### WRITTEN PROBLEM
Rewrite the data from the line containing "# segment the stone pedestal" through the end of the data, replacing "pedestal" with "plinth" and keeping everything else unchanged. Omit the pictures from your answer.

### MATERIAL SUPPLIED
** Start **
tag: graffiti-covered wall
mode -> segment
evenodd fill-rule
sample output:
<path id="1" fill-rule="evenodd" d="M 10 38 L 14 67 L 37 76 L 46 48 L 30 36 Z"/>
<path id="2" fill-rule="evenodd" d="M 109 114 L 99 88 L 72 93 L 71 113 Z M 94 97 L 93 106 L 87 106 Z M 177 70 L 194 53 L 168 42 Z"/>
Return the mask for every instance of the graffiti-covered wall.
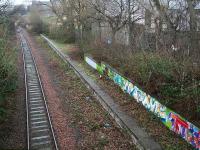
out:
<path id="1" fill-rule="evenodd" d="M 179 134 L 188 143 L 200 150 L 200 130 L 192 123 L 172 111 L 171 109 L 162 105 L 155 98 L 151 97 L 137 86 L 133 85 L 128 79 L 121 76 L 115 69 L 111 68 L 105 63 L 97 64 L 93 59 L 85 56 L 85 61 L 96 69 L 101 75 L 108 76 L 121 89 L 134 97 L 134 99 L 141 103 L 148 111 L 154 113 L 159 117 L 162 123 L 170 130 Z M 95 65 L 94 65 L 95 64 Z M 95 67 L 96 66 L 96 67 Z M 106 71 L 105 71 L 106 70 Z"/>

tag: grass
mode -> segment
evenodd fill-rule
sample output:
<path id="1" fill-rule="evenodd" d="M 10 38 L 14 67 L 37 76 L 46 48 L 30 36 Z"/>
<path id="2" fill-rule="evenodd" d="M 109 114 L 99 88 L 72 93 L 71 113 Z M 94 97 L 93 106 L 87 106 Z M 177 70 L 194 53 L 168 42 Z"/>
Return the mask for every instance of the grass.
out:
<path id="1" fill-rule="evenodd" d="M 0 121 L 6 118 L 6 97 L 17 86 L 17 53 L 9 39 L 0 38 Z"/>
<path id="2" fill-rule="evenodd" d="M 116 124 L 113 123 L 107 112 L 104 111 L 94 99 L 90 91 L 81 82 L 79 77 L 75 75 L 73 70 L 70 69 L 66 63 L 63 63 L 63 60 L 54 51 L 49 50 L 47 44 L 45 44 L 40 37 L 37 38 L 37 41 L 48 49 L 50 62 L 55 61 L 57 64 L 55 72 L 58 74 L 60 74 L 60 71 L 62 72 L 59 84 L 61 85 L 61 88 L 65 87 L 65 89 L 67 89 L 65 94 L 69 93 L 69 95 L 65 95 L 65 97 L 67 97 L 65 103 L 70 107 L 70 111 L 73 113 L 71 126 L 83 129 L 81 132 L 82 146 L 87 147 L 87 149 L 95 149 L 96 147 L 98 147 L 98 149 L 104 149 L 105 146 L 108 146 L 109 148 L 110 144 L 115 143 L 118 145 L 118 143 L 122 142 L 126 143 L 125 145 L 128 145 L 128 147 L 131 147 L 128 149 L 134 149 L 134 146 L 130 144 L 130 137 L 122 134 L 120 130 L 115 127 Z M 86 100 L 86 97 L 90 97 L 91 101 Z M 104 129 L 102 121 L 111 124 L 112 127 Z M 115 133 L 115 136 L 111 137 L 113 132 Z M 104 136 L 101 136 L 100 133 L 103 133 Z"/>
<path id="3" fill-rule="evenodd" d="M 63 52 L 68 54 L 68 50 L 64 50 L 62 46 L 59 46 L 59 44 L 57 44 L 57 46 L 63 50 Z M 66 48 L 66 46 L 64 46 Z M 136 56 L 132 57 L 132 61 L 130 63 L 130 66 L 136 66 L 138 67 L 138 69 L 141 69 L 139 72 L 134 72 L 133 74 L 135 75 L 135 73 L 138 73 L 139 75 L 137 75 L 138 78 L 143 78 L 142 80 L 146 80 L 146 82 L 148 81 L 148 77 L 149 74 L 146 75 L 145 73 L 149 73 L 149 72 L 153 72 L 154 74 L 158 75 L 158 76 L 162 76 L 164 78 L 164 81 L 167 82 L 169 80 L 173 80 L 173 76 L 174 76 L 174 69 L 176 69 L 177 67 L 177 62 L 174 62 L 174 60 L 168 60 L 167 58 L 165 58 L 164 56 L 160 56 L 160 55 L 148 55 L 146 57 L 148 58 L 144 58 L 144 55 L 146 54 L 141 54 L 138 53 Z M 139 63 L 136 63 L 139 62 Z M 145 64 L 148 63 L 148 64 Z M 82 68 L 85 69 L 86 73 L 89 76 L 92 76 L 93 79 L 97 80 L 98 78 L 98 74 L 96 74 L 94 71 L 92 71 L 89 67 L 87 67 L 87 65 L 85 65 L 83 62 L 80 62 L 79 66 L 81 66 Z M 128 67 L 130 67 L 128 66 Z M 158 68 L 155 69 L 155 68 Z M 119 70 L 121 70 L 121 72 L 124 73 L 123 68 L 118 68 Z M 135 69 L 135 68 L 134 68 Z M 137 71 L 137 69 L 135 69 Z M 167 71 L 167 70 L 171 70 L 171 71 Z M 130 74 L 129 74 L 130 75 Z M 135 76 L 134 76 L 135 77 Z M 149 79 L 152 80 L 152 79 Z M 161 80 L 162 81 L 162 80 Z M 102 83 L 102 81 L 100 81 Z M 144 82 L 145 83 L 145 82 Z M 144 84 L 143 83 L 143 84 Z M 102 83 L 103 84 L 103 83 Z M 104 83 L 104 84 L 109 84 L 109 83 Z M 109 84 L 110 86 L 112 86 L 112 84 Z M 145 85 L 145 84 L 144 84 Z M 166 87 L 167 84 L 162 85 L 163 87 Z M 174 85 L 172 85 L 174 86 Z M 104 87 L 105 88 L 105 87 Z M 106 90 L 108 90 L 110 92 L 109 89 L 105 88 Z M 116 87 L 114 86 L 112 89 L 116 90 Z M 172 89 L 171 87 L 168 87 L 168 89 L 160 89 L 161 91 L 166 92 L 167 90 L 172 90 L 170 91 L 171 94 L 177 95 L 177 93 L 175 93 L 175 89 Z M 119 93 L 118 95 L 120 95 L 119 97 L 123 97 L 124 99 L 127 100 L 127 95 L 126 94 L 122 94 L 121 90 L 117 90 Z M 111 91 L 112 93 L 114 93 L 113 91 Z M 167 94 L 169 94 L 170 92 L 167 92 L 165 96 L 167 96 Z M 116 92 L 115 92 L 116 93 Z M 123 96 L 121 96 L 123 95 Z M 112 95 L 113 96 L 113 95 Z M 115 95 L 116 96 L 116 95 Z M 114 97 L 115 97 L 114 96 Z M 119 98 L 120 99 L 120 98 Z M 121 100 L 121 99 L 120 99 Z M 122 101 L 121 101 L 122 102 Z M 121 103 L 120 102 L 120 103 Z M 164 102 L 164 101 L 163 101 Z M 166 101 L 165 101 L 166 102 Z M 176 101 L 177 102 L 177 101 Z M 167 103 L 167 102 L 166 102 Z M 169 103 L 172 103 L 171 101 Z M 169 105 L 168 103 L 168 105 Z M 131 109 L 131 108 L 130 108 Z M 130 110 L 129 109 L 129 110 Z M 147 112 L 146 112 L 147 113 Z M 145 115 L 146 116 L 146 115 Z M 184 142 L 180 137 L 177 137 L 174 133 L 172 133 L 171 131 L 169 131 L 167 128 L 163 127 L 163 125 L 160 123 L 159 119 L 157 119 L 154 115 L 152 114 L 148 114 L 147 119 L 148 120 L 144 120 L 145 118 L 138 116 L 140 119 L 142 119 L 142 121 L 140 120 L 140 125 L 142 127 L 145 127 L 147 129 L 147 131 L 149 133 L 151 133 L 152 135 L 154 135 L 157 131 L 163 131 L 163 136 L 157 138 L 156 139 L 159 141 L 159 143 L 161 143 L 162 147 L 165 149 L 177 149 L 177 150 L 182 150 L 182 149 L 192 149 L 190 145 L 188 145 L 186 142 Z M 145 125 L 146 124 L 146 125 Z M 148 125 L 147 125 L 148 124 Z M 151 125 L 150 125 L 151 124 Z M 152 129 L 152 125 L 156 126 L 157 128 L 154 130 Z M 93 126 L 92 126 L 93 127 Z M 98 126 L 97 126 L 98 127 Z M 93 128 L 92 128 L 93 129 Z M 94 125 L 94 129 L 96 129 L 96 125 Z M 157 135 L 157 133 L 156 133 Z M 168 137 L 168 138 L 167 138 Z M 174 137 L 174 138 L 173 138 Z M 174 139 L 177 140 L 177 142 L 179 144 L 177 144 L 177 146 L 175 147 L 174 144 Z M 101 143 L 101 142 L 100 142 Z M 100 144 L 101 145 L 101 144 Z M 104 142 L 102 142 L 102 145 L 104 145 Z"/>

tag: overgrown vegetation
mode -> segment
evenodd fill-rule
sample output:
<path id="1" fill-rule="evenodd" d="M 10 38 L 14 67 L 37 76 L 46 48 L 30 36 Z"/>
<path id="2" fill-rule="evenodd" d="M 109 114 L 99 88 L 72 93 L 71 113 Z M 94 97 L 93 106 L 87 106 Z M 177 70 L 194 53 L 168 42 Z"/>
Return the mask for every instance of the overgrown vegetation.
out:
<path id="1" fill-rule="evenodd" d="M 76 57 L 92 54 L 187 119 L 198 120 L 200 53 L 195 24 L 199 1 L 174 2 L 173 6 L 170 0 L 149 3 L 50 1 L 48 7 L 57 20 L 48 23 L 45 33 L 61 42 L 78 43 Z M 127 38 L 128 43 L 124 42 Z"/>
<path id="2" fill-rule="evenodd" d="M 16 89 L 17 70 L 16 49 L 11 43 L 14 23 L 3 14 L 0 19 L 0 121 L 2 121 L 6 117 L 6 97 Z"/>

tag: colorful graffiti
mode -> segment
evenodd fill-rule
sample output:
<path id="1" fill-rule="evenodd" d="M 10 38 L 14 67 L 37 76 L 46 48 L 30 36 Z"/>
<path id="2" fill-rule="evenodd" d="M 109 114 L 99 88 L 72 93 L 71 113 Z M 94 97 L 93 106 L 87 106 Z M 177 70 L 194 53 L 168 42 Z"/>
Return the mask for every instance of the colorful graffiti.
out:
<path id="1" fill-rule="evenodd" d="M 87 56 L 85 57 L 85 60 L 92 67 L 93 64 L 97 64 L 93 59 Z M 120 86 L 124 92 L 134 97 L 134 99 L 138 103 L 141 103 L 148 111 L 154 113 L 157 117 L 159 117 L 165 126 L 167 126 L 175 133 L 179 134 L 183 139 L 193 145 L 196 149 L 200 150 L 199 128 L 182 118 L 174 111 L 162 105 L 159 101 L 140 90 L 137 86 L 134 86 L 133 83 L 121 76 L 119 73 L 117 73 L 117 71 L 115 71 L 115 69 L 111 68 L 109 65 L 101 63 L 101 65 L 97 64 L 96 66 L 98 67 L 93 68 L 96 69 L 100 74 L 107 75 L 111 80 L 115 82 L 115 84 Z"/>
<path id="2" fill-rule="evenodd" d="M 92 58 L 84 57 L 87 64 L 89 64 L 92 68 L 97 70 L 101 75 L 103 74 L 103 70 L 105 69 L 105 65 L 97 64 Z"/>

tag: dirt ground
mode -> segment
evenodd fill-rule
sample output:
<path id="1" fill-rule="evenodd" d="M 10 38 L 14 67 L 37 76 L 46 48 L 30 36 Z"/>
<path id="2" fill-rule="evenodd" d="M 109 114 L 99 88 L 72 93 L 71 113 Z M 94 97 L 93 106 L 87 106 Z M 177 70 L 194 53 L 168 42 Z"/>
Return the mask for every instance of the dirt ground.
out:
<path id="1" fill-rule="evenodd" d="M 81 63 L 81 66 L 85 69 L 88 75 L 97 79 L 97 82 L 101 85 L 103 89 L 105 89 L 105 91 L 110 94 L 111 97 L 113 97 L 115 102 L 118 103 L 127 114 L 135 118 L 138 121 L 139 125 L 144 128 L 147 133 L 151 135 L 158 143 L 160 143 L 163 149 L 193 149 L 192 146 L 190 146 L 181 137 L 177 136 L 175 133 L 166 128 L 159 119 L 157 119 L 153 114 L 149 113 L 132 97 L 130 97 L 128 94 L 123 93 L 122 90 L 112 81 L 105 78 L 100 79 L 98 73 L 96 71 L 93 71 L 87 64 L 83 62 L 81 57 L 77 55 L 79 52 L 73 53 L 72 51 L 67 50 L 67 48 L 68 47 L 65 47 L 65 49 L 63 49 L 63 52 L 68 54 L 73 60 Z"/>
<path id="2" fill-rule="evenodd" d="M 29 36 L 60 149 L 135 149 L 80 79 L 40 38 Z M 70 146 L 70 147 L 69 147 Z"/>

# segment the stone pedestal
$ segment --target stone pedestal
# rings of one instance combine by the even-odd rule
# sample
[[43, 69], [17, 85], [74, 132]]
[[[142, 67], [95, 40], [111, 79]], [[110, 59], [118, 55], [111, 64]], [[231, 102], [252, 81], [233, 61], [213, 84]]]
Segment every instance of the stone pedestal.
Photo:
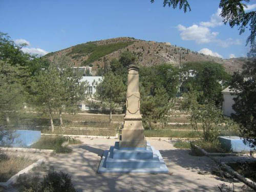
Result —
** End **
### THE RESULT
# segment the stone plinth
$ segment --target stone plinth
# rings of one instance combine by the even-odd rule
# sample
[[43, 69], [17, 85], [74, 132]]
[[[142, 67], [95, 40], [111, 79]], [[110, 59], [118, 55], [111, 64]], [[231, 102], [252, 81], [233, 61], [213, 84]]]
Segment every instance of the stone plinth.
Photo:
Result —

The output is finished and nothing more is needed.